■ Text:
───

13. Sri B.K. Pandey, learned Standing Counsel on the other hand submits, the assessee is a known manufacturer of Pan Masala and other items. It had an enormous turnover as is reflected from the value of the disputed transactions, itself. Then, it has been submitted, looking into the nature of the commodity, the fact that the appellant chose to enter into a sale transaction without first issuing a Tax Invoice, was evidence of its complicity in the commission of the offence. He therefore submits, the Tribunal had not erred in rejecting the appeal filed by the appellant, especially since substantial relief had already been granted by the first appeal authority.
14. Having considered the arguments so advanced by learned counsel for the parties, it is seen, this being a case of penal provision, the ingredient of the breach/infringement of law contemplated by the legislature, must be clearly established to justify its impost. The Supreme Court in Karnataka Rare Earth and Another Vs. Senior Geologist, Department of Mines & Geology and Another, (2004) 2 SCC 783 had the occasion to consider the concept of penalty. It was found to be a liability arising from a breach of law. It was thus observed:
"13. A penal statute or penal law is a law that defines an offence and prescribes its corresponding fine, penalty or punishment. (Black's Law Dictionary, 7th Edn., p. 1421.) Penalty is a liability composed (sic imposed) as a punishment on the party committing the breach. The very use of the term "penal" is suggestive of punishment and may also include any extraordinary liability to which the law subjects a wrongdoer in favour of the person wronged, not limited to the damages suffered. (See Aiyar, P. Ramanatha: The Law Lexicon, 2nd Edn., p. 1431.)"

───

■ Supplied material:
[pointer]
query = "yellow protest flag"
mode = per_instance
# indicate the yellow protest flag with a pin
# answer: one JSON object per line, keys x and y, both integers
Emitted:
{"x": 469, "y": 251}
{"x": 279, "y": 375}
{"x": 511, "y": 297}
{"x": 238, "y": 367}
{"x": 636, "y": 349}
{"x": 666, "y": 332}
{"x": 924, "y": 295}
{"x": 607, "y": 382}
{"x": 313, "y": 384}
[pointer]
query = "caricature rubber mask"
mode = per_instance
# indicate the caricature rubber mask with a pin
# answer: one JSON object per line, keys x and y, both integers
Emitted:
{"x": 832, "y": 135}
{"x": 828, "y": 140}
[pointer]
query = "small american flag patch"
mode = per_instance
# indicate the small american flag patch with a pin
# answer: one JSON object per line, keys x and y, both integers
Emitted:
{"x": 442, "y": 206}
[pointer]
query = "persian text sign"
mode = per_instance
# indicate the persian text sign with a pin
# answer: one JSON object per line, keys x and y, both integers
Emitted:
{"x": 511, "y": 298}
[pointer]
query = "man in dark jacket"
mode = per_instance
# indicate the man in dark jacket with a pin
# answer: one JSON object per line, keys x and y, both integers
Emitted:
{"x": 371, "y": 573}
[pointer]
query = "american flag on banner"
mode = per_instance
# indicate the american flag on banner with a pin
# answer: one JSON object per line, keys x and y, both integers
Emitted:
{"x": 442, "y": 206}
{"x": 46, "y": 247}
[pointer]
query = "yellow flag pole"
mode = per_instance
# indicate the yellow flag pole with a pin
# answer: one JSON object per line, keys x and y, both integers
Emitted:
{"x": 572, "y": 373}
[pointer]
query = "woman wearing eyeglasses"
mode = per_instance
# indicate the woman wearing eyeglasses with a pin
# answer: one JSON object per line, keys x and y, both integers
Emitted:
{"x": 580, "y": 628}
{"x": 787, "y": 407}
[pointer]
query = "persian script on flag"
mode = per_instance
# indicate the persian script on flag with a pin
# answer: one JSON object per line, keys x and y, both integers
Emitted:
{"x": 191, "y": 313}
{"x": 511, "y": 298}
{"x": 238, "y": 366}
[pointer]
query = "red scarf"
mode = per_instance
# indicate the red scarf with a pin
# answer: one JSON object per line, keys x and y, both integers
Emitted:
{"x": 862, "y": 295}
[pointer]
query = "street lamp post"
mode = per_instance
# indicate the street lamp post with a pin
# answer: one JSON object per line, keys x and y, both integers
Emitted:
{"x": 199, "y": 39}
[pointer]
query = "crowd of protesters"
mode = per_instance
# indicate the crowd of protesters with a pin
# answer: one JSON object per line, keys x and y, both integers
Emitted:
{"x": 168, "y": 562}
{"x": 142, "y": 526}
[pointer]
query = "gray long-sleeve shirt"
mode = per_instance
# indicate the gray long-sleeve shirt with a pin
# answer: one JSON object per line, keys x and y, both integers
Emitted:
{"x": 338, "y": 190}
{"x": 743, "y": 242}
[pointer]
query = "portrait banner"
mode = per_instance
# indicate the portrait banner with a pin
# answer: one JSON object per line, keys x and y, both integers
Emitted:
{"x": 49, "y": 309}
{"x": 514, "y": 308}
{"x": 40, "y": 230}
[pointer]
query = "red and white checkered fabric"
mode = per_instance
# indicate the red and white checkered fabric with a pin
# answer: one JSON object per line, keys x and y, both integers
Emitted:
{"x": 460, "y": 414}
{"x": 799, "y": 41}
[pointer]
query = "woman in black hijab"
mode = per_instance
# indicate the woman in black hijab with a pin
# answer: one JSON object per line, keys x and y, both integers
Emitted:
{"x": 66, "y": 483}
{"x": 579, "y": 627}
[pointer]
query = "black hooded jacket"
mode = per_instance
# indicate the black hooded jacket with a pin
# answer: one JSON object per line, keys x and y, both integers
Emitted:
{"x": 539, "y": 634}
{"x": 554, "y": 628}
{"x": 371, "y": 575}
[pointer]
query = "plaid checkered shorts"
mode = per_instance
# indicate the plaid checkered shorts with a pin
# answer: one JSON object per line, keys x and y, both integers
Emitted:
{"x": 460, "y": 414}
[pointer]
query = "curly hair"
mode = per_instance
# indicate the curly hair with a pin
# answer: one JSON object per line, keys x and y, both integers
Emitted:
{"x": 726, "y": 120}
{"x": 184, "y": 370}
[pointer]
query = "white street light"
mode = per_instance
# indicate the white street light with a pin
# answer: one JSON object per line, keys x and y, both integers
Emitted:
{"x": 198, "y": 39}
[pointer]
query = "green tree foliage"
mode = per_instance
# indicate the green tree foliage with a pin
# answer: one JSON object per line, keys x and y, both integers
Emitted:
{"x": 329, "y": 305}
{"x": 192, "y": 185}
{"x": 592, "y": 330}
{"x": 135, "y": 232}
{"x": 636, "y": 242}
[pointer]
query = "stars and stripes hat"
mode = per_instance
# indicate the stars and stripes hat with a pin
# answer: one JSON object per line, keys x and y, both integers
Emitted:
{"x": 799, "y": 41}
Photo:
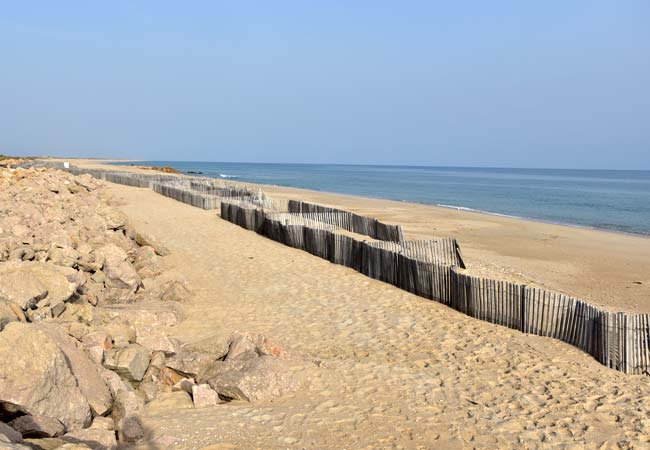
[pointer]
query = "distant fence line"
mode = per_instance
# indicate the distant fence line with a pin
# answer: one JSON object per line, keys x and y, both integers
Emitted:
{"x": 429, "y": 269}
{"x": 367, "y": 226}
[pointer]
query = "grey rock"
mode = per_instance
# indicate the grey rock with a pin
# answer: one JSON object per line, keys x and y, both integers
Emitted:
{"x": 95, "y": 438}
{"x": 147, "y": 263}
{"x": 128, "y": 406}
{"x": 37, "y": 426}
{"x": 84, "y": 370}
{"x": 12, "y": 436}
{"x": 252, "y": 378}
{"x": 41, "y": 384}
{"x": 166, "y": 401}
{"x": 143, "y": 239}
{"x": 154, "y": 339}
{"x": 203, "y": 396}
{"x": 119, "y": 272}
{"x": 20, "y": 288}
{"x": 130, "y": 362}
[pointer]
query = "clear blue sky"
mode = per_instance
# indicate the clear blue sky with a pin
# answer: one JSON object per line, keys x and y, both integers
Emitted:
{"x": 482, "y": 83}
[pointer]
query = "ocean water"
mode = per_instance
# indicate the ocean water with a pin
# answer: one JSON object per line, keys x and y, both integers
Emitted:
{"x": 608, "y": 199}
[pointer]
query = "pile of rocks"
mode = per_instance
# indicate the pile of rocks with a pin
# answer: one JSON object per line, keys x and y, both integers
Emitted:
{"x": 86, "y": 304}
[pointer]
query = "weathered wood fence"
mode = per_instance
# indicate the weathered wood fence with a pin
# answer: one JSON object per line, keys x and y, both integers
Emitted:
{"x": 430, "y": 269}
{"x": 367, "y": 226}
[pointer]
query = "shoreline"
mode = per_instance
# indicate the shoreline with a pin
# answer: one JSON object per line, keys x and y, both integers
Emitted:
{"x": 603, "y": 267}
{"x": 236, "y": 179}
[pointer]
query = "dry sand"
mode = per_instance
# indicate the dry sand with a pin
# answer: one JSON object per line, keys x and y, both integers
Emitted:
{"x": 608, "y": 269}
{"x": 382, "y": 368}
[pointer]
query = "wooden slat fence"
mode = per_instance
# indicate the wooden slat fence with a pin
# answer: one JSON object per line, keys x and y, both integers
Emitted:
{"x": 367, "y": 226}
{"x": 430, "y": 269}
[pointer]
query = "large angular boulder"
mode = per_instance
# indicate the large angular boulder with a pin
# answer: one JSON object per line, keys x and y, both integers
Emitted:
{"x": 37, "y": 426}
{"x": 7, "y": 314}
{"x": 147, "y": 263}
{"x": 165, "y": 401}
{"x": 20, "y": 288}
{"x": 151, "y": 314}
{"x": 166, "y": 287}
{"x": 126, "y": 411}
{"x": 155, "y": 339}
{"x": 8, "y": 435}
{"x": 120, "y": 274}
{"x": 36, "y": 378}
{"x": 85, "y": 371}
{"x": 203, "y": 396}
{"x": 66, "y": 257}
{"x": 143, "y": 239}
{"x": 95, "y": 438}
{"x": 241, "y": 342}
{"x": 190, "y": 364}
{"x": 25, "y": 283}
{"x": 252, "y": 377}
{"x": 131, "y": 361}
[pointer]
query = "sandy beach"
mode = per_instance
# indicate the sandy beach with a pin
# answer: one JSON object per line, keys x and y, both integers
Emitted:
{"x": 607, "y": 269}
{"x": 381, "y": 368}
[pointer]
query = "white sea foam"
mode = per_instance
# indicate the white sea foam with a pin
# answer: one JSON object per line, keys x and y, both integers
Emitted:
{"x": 464, "y": 208}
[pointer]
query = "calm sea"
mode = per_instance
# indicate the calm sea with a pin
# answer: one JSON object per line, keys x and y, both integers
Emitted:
{"x": 608, "y": 199}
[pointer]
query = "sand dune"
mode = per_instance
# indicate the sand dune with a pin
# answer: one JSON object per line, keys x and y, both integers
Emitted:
{"x": 381, "y": 368}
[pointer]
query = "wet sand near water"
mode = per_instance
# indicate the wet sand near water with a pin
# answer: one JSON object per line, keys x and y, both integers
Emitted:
{"x": 381, "y": 368}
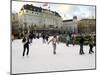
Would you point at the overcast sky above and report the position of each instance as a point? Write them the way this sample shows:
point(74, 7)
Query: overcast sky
point(65, 10)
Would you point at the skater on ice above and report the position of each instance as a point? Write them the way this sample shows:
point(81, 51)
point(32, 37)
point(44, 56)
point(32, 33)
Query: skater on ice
point(54, 40)
point(67, 40)
point(91, 45)
point(26, 43)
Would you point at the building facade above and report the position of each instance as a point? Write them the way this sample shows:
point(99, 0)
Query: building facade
point(30, 15)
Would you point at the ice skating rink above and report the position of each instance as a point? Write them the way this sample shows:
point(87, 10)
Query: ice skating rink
point(41, 58)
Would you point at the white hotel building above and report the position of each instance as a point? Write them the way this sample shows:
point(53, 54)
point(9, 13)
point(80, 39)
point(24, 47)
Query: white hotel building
point(31, 15)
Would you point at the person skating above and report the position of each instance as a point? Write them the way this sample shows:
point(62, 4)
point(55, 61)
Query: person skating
point(54, 40)
point(91, 45)
point(81, 45)
point(25, 44)
point(73, 39)
point(67, 40)
point(43, 37)
point(47, 36)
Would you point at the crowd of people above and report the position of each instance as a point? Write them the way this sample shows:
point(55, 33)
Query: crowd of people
point(29, 36)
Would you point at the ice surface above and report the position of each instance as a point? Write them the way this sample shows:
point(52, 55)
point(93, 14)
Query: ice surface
point(41, 58)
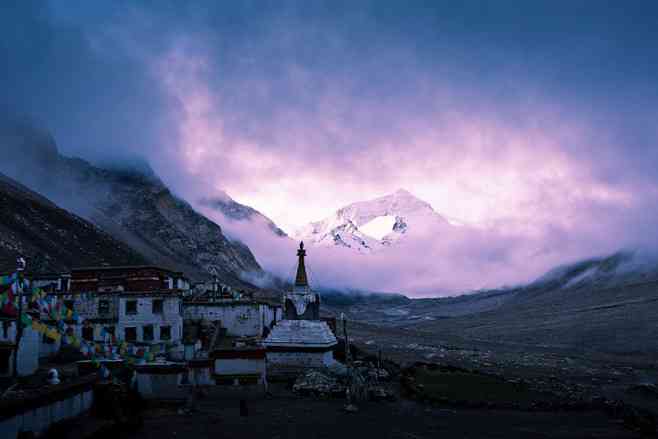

───

■ Instruction 1:
Using the judgment excerpt, say whether each statement agrees with it. Answer yes or no and quote the words that decide it.
(a) The Standing Counsel argued that the Tribunal was wrong to reject the appellant's appeal.
(b) The Supreme Court found penalty to be a liability arising from a breach of law.
(c) The quoted passage cites the 7th edition of Black's Law Dictionary.
■ Instruction 2:
According to the judgment excerpt, why must the breach of law be clearly established before the penalty can be imposed? Answer in one to three sentences.
■ Instruction 3:
Continue the judgment excerpt from the point where it stops.

■ Written reply 1:
(a) No: "the Tribunal had not erred in rejecting the appeal filed by the appellant"
(b) Yes: "It was found to be a liability arising from a breach of law."
(c) Yes: "(Black's Law Dictionary, 7th Edn., p. 1421.)"

■ Written reply 2:
The case involves a penal provision. So the breach or infringement of law that the legislature had in mind must be clearly established to justify imposing the penalty.

■ Written reply 3:
15. A plain reading of Section 54(1), Table entry 5 of the Act suggests, penalty may be imposed on the selling dealer or the purchasing dealer for non-issue of either the Tax Invoice or the Sale Invoice or the Purchase Invoice. The circumstances in which such penalty may be imposed on the selling dealer are contained in sub-clause (i) of Table entry 5 being, either upon his failure to issue a Tax Invoice or a Sale Invoice or upon his deliberate non-issuance of the those documents. On the other hand, the circumstances in which penalty may be imposed on a registered purchasing dealer are contained in sub-clauses (ii) and (iii) of that Table entry being, either upon his deliberately not obtaining a Tax Invoice from a registered dealer, on purchase made from the latter [(under sub-clause (ii)], or upon non-issuance of a Purchase Invoice to an unregistered selling dealer - on purchase made from such dealer [(under sub-clause (iii)]. However, no penalty may be imposed on a purchasing dealer in case of non-issue of the Sale Invoice (to him), by that registered selling dealer.
16. Therefore, as to the intention or mens rea, as an ingredient for imposition of penalty on a registered purchasing dealer, for not obtaining a Tax Invoice [under sub-clause (ii) of Table entry 5, of section 54(1) of the Act], that act or omission must be deliberate. It is apparent from a plain reading of that provision inasmuch as the word 'deliberately' used therein clearly burdens the revenue to establish ill intent on part of the purchasing dealer, in not obtaining a Tax Invoice.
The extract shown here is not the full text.